### Challenge
Write the records below out again exactly as given, with no images.

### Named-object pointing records
######

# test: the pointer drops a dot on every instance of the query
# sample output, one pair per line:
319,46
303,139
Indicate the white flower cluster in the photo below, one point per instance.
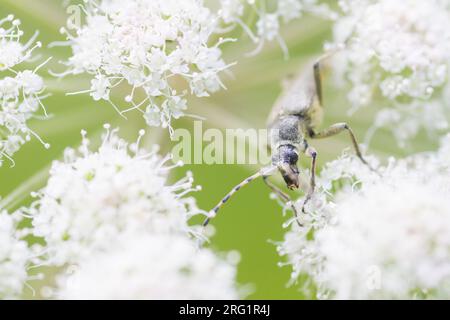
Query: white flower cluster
93,197
152,267
269,21
151,45
20,91
110,218
379,236
398,51
14,257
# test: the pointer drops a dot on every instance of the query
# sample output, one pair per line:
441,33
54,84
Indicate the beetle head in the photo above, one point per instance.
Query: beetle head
287,164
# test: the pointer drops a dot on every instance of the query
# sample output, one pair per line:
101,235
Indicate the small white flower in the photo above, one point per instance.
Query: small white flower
100,88
151,267
14,257
20,92
398,50
149,44
92,197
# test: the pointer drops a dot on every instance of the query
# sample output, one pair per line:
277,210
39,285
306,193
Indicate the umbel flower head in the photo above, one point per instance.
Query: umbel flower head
151,45
151,267
399,51
379,236
14,257
92,197
20,91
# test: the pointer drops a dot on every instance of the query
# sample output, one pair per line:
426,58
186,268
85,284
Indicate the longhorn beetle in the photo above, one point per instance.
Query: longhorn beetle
294,119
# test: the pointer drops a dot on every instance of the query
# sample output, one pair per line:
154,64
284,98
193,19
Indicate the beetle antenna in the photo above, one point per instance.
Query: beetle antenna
260,173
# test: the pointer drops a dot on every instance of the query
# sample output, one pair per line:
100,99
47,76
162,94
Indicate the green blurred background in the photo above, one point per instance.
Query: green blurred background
251,222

######

### Output of the task
# test: the pointer drops a dot on every instance of the query
# sample output, one pair per line:
319,46
303,139
Indicate the white flower cluster in the photo below, one point per instance.
Query: white flower cluster
93,197
152,267
269,21
151,45
20,91
110,218
379,236
398,51
14,257
# test: the pointer drops a dot on every instance of the query
# sample output, one pair per line:
441,33
54,84
Indicate the beetle head in the photo above, one point per instance.
Query: beetle head
287,164
# test: the pointer drops a dot on every instance of the query
# sample output, one pair per line:
101,235
Indicate the small white flower in the photo above, one point per instance.
Query: small white flower
100,88
151,267
14,257
20,92
398,50
149,44
92,197
# test: the pointer drops a dot on every instance of the query
# sample output, one pair per line:
277,210
39,285
306,193
Indicate the umbel flower head in the photo above, one point per instance.
Query: umbel flower head
151,45
151,267
399,51
379,236
14,257
92,197
20,91
# test: the pointer drops a dot on every instance of the query
# sample output, one pair per line:
426,58
186,268
85,284
Indicate the longhorn beetle in the photo above, one point per instance.
Query: longhorn beetle
294,119
# test: the pointer drops a dot on every instance of the query
# sample output, one pair per line:
154,64
284,98
193,19
Indicate the beetle antenna in the photo above, one point per instance.
Query: beetle antenna
260,173
# test: the pointer drops a dot on every instance of the query
# sample output, one pair per line:
100,99
47,76
162,94
Indicate the green blurred background in the photo above, one point per instance.
Query: green blurred background
251,222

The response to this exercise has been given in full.